Task to complete >> Please update the entries below by replacing "masks" with "polygons" wherever it appears, leaving everything else unchanged.

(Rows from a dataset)
◇ ◇ ◇ ◇ ◇

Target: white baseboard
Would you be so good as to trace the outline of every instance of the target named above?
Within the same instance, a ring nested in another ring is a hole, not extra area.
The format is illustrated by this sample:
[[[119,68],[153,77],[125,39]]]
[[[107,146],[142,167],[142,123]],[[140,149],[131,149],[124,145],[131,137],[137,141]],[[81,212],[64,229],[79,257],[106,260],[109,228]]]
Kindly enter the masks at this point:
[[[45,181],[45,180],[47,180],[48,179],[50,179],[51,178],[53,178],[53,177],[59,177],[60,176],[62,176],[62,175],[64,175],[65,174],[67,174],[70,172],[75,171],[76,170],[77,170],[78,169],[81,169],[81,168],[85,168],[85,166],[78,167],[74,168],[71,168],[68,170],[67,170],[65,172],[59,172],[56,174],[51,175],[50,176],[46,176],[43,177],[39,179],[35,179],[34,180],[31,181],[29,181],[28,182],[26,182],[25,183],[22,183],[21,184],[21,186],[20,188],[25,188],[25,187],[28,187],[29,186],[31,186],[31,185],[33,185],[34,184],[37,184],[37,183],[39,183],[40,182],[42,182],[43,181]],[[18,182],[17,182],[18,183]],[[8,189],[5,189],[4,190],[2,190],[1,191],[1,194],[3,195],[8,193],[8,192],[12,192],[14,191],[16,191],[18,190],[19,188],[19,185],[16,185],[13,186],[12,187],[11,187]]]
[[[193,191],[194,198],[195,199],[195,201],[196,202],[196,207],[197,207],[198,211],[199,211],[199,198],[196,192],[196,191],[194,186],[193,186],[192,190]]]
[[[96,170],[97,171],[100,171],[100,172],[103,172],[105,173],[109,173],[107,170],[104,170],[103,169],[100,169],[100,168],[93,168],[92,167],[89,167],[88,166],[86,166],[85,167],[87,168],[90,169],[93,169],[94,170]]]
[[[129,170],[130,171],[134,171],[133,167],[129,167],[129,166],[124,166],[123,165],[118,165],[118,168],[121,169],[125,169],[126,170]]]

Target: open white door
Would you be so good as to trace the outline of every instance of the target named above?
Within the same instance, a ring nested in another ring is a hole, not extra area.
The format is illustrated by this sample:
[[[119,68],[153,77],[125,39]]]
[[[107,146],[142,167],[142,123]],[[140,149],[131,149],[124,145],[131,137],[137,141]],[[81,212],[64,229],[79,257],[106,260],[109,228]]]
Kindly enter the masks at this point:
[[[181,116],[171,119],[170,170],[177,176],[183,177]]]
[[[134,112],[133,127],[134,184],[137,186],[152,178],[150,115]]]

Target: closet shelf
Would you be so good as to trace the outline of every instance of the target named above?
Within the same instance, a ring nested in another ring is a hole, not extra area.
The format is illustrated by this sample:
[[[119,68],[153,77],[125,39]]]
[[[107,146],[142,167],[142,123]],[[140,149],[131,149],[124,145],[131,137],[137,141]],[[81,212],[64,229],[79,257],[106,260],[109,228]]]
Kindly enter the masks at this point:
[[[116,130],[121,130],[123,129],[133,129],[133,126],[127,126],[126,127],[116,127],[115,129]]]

◇ ◇ ◇ ◇ ◇

Exercise response >>
Target: white baseboard
Would you be so good as to trace the outline of every instance of the target named above?
Within the same instance, a ring nested in another ring is a hole, not extra area.
The format is illustrated by this sample:
[[[119,68],[153,77],[125,39]]]
[[[107,146],[142,167],[142,123]],[[140,149],[131,149],[124,145],[131,137],[137,141]],[[81,212],[64,229],[79,257],[106,260],[109,228]]]
Kindly enter the polygons at this point:
[[[45,181],[45,180],[47,180],[48,179],[50,179],[51,178],[53,178],[53,177],[59,177],[60,176],[62,176],[62,175],[64,175],[65,174],[67,174],[70,172],[75,171],[76,170],[77,170],[78,169],[81,169],[81,168],[85,168],[85,166],[78,167],[74,168],[71,168],[68,170],[67,170],[65,172],[59,172],[56,174],[51,175],[50,176],[46,176],[43,177],[39,179],[35,179],[34,180],[31,181],[29,181],[28,182],[26,182],[25,183],[22,183],[21,184],[21,186],[20,188],[25,188],[25,187],[28,187],[29,186],[31,186],[31,185],[33,185],[34,184],[37,184],[37,183],[39,183],[40,182],[42,182],[43,181]],[[18,182],[17,182],[18,183]],[[8,189],[5,189],[4,190],[2,190],[1,191],[1,194],[3,195],[8,193],[8,192],[12,192],[14,191],[16,191],[18,190],[19,188],[19,185],[16,185],[13,186],[12,187],[11,187]]]
[[[193,191],[194,198],[195,199],[195,201],[196,202],[196,207],[197,207],[198,211],[199,211],[199,198],[196,192],[196,191],[194,186],[193,186],[192,190]]]
[[[96,170],[97,171],[100,171],[100,172],[103,172],[105,173],[109,173],[107,170],[104,170],[103,169],[100,169],[100,168],[93,168],[92,167],[89,167],[88,166],[86,166],[85,167],[87,168],[90,169],[93,169],[94,170]]]
[[[129,170],[130,171],[134,171],[133,167],[129,167],[129,166],[124,166],[123,165],[118,165],[118,168],[121,169],[125,169],[126,170]]]

Target: open white door
Would you be so good as to trace the outline of every instance of the target named above?
Within the same instance, a ring nested in another ring is a hole, not extra area.
The format is illustrated by this sample:
[[[119,68],[153,77],[125,39]]]
[[[107,146],[142,167],[142,123]],[[140,149],[131,149],[124,145],[131,137],[137,141]],[[81,212],[64,229],[79,257],[106,260],[109,228]]]
Kindly enter the polygons at this point:
[[[181,116],[171,119],[170,170],[177,176],[183,177]]]
[[[134,112],[133,127],[134,184],[137,186],[152,178],[150,115]]]

Target: closet shelf
Would you be so good as to trace the outline of every instance of the target named above?
Within the same instance, a ring nested in another ring is a hole, not extra area.
The format is illustrated by this sample:
[[[119,68],[153,77],[125,39]]]
[[[107,146],[142,167],[142,123]],[[140,149],[131,149],[124,145],[131,137],[137,141]],[[81,212],[64,229],[79,257],[106,260],[109,228]]]
Kindly enter the polygons at this point:
[[[116,130],[121,130],[123,129],[133,129],[133,126],[127,126],[126,127],[116,127],[115,129]]]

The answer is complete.